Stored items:
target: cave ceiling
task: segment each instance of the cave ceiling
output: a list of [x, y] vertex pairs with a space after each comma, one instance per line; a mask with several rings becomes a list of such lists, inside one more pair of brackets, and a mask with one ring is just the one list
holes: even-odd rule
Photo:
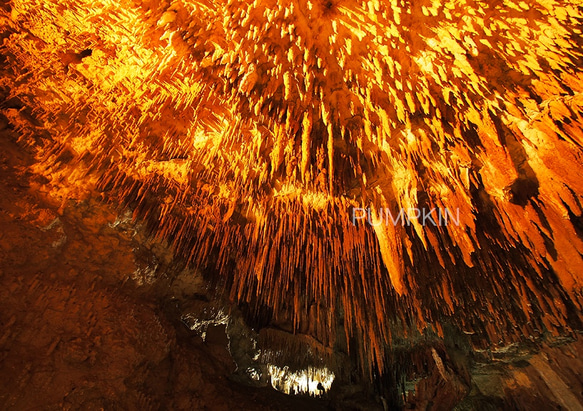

**TASK GOAL**
The lines wanted are those from the one with "output: a list" to the end of the entries above, repeated exactly, both ends included. Leave out the pictures.

**EXERCISE OUTPUT**
output: a list of [x, y] vertex pairs with a space after each comma, one instance per line; a mask with several rings becomes a list of such lists, inside one more pair of brackets, and a mask with one ring is just the one list
holes: even-odd rule
Photo:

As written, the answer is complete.